*** Supplied records
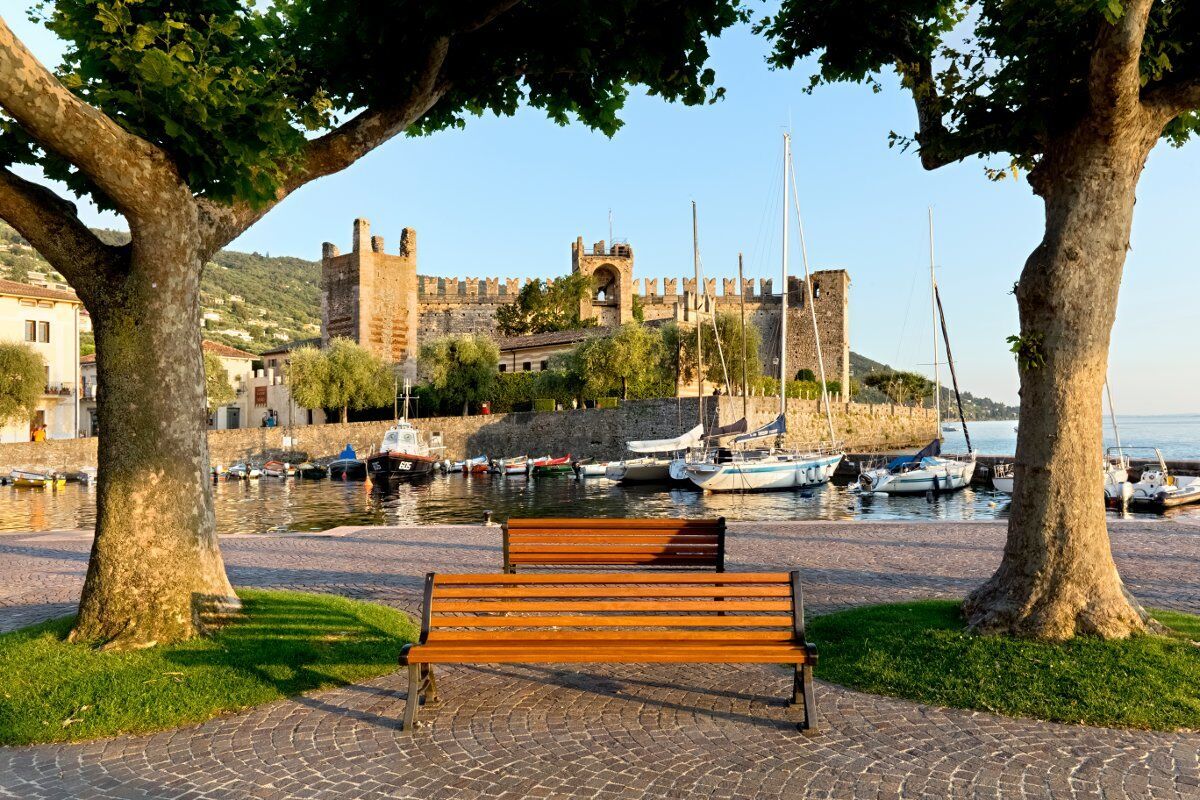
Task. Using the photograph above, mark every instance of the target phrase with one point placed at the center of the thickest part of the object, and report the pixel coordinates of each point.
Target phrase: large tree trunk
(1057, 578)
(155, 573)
******
*** Supplied records
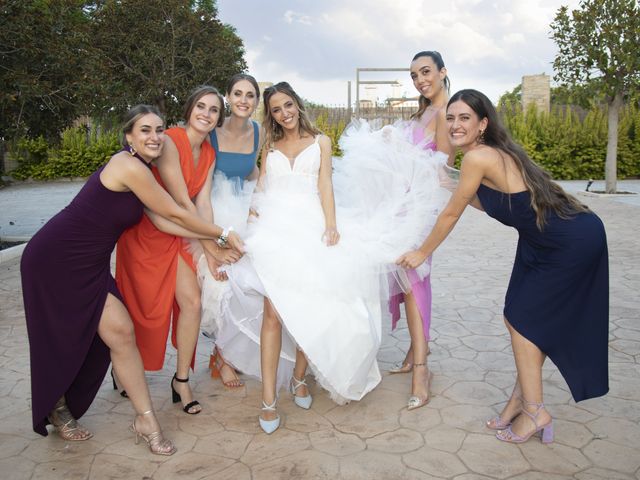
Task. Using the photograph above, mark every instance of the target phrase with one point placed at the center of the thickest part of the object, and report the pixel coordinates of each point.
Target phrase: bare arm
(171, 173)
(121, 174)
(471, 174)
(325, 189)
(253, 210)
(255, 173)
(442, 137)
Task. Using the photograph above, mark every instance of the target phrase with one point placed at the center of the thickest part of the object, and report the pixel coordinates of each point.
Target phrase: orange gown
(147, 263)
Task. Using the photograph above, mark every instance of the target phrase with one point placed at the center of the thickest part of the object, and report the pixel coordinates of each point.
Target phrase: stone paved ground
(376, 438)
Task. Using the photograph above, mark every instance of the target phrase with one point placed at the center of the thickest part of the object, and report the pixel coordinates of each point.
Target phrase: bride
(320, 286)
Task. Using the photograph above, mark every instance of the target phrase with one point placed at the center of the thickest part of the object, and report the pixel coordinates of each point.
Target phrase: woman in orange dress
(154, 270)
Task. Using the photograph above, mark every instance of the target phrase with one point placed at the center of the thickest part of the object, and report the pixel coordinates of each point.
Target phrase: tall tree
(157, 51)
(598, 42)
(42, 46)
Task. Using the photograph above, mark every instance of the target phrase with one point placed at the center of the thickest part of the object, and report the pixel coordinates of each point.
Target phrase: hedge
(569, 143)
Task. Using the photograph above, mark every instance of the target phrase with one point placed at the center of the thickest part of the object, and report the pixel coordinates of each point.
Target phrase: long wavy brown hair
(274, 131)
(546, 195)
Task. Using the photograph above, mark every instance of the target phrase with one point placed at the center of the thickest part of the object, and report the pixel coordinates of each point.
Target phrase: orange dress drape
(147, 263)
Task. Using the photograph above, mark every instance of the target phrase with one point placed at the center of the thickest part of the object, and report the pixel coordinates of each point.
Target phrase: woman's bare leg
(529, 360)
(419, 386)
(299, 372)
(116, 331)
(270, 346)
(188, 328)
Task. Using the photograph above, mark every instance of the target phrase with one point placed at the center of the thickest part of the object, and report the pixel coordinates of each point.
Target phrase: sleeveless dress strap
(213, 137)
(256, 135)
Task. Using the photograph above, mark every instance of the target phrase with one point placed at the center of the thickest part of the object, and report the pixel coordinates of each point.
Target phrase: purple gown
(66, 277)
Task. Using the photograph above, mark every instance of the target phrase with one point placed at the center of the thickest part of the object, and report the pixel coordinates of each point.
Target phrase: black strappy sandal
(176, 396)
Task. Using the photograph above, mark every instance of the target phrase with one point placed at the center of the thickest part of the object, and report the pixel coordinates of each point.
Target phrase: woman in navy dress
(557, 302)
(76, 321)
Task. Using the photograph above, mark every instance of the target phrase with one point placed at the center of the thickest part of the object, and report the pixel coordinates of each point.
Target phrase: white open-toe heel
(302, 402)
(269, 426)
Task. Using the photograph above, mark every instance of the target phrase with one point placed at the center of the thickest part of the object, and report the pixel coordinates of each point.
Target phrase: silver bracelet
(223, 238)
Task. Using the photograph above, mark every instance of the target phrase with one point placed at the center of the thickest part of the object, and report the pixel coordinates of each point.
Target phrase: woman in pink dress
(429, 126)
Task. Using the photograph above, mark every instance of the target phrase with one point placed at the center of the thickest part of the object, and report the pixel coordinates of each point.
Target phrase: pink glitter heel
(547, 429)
******
Objective
Pick out each line of the listing above that contains the word "bare", and copy those lines.

Result of the task
Target phrase: bare arm
Target phrase: woman's bare leg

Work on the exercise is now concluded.